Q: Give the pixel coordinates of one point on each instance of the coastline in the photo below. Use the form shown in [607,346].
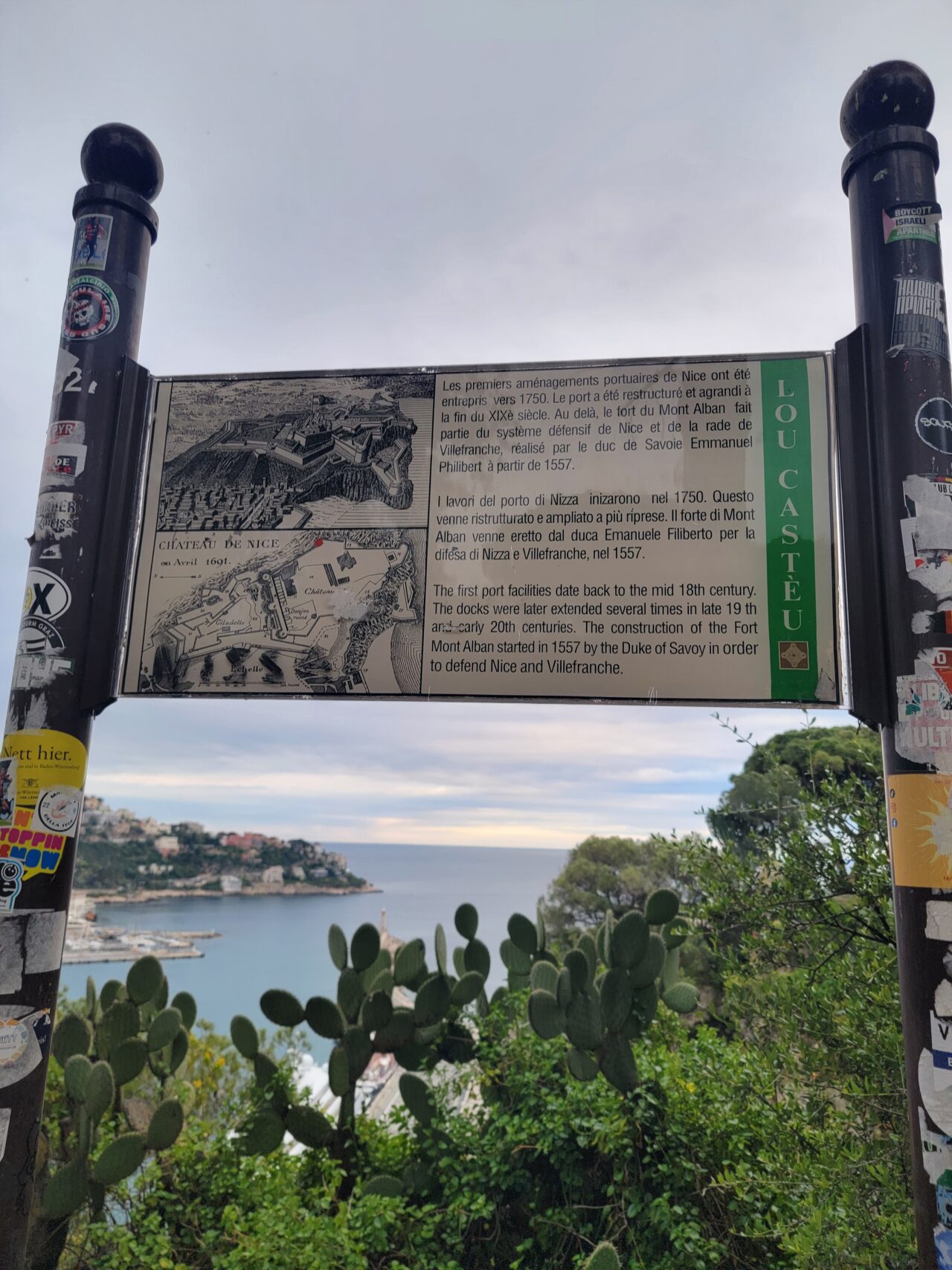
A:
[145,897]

---

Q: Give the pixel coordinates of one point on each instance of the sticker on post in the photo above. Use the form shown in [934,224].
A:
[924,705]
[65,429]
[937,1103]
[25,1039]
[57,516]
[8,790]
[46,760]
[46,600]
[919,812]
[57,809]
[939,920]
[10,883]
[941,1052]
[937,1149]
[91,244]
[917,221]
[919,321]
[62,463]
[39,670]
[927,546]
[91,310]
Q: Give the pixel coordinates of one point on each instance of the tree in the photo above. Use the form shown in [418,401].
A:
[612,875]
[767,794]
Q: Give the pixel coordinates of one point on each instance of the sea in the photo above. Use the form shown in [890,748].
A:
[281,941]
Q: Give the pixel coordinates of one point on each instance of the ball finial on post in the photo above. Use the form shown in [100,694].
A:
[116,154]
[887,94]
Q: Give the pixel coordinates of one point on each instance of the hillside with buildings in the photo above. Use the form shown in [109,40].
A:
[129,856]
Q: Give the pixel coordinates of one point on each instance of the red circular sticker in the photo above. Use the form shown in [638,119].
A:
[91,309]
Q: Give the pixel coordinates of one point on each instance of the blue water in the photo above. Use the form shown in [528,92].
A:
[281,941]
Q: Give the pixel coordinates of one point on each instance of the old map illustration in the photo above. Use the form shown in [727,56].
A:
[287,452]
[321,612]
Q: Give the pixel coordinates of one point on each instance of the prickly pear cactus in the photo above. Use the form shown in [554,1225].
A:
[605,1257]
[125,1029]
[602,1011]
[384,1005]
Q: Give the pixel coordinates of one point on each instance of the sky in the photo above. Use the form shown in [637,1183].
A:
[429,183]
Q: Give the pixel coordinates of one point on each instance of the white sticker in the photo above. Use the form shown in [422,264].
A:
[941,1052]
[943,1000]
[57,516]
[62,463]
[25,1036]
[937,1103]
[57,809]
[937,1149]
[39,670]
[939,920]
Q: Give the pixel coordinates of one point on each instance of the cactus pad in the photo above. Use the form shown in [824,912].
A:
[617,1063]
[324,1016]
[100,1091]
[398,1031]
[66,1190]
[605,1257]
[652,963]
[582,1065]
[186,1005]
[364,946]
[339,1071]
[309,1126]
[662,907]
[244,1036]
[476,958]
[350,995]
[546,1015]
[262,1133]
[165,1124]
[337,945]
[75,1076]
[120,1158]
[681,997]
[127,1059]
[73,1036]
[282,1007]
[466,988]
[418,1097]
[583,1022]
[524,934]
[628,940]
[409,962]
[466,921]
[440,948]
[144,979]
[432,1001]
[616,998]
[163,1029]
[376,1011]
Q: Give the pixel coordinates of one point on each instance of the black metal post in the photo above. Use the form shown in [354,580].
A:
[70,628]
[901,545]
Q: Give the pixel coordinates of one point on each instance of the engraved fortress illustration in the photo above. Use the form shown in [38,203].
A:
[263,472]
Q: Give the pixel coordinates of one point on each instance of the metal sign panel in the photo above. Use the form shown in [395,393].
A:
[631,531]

Work instruction =>
Wherever the word "illustration" appears in the entries above, copy that line.

Exercise output =>
Q: Give the pixel coordinates of one point on each instance of the old map illustration in the photo above. Use the form shown in [727,56].
Q: Give the pixel coordinates of one point on each instance of the engraved fortress illustration in the photo above. Use the form shown in [38,203].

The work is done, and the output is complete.